WORK TO COMPLETE
- 1) Answer these questions about the burn-survivor study excerpt, each on its own line:
(a) How many young adults took part, and how many of them were female?
(b) Compared with the YASR reference group, in what area did the males report differences?
(c) Twenty-five years ago, what share of children with burns greater than 50% TBSA survived?
- 2) In the burn-survivor study excerpt, shorten the paragraph beginning "The past two decades have witnessed" into a brief bulleted list that keeps its main facts.
- 3) Extend the burn-survivor study excerpt with one more paragraph that follows on from its last sentence.

Journal:J. Burn Care & Rehabilitation
Year, Volume, Issue, Page(s):04, 25, , 98-106
This study assessed long-term psychosocial sequelae of young adult pediatric burn survivors. Subjects were 101 young adults (43 females and 58 males) between the ages of 18 and 28 years who were at least 2 years (average, 14 years) postburn at least 30% TBSA (mean = 54 ± 20%). Educational status was 25% high school dropouts, 28% high school graduation only, 32% some college, and 5% completed college. Seventy-seven percent either worked or attended school; 28% had had a long-term partner. When assessed by Achenbach's Young Adult Self-Report (YASR) scale and compared with its published reference group, the males reported differences only in the somatic complaints, but the females endorsed significantly more externalizing and total problems, specifically withdrawn behaviors, somatic complaints, thought problems, aggressive behavior, and delinquent behavior. Despite these problems suffered by some female pediatric burn survivors, the overall outcome revealed that most pediatric burn survivors are making the transition into adulthood with minimal unexpected difficulty.
The past two decades have witnessed a marked increase in the number of individuals who survived severe burns as children and are now becoming adults. Twenty-five years ago only half of the children with greater than 50%Total Body Surface Area (TBSA) burns survived. Now, half of those who have 85% TBSA burns survive; and essentially all those with smaller burns routinely survive. 1 Many of those young survivors face futures as persons with obvious burn scars and significant disfigurement to the face and /or extremities (most burns over 30% cause such scarring). Yet, burn care experts know almost nothing about the impact of the injury and its accompanying disfigurement and/or disability upon the psychosocial functioning and/or quality of life of pediatric burn survivors when they become adults. Most assessments of the psychosocial problems and adjustment of pediatric burn survivors focus on the immediate burn period through the first years post-burn and indicate that the majority of young survivors during these early years have reasonably good psychosocial adjustment, with only about thirty percent having significant psychosocial problems. 2-6 These studies did not target long-term psychosocial adjustment during the survivors' transition from dependent adolescents to independent adults; they are not true longitudinal studies that involve more than one time point of evaluation.

DATASET
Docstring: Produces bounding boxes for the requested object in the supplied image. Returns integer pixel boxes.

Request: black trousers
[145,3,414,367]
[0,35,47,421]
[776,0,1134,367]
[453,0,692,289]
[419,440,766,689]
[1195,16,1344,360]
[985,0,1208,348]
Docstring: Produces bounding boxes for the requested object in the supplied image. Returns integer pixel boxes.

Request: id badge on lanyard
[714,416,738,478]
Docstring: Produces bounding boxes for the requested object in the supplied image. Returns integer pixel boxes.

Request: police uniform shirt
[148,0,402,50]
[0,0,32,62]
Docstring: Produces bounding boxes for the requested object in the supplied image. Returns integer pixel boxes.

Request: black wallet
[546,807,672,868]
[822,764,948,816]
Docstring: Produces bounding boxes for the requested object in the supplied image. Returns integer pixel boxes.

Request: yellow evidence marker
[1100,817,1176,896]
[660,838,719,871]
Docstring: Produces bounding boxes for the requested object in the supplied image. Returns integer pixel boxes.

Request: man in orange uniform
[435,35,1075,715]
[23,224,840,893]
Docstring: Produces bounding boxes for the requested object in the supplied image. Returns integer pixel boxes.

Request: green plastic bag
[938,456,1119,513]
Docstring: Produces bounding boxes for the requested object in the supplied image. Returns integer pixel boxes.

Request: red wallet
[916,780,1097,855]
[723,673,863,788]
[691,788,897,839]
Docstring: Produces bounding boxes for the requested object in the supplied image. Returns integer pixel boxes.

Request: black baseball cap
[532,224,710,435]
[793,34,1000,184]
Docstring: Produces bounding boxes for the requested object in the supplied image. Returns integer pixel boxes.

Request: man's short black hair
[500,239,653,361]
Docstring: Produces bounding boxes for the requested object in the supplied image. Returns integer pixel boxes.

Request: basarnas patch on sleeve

ANSWERS IN ORDER
- 1)
(a) 101 young adults took part, 43 of them female.
(b) Somatic complaints only.
(c) Half.

- 2)
- Over the past two decades, many more people who survived severe childhood burns have been reaching adulthood.
- Twenty-five years ago, only half of children with burns over 50% TBSA survived. Now half of those with 85% TBSA burns survive, and nearly all with smaller burns do.
- Many survivors live with visible scarring and disfigurement of the face and/or extremities. Most burns over 30% cause such scarring.
- Burn care experts know almost nothing about how the injury, disfigurement, or disability affects these survivors' psychosocial functioning and quality of life as adults.
- Most studies cover only the immediate burn period through the first years post-burn. They find reasonably good adjustment for most survivors, with about thirty percent having significant psychosocial problems.
- These studies do not address adjustment during the transition to adulthood, and they are not true longitudinal studies.

- 3)
Many people, lay and professional, have predicted that such survivors will lead lonely, isolated lives, rejected by peers and/or afraid to enter the mainstream of society. A few studies concerning how pediatric burn survivors function as adults have been published. 7-16 All of these reports have been optimistic and somewhat reassuring to the people who care for children who are burned. Blakeney et al 3,12,17 conducted three studies of older adolescents and young adults and found that, in each sample, 40 to 50% of the individuals presented as well adjusted while 50 to 60% presented with some degree of psychological distress; 25% presented with symptoms severe enough to warrant clinical attention. The most recent study by Sheridan et al 16 used a standardized instrument, the SF-36, to assess the quality of life of 80 adults (ages 24 ± 8 years) who received massive burn injuries of at least 70% TBSA as children (15.7 ± 5.5 years since injury). These individuals are reported to have, in comparison with the age-matched standardization group, similar responses in all domains except in physical disability. This would indicate that, even with physical complaints, the burn survivors are achieving satisfactory lives.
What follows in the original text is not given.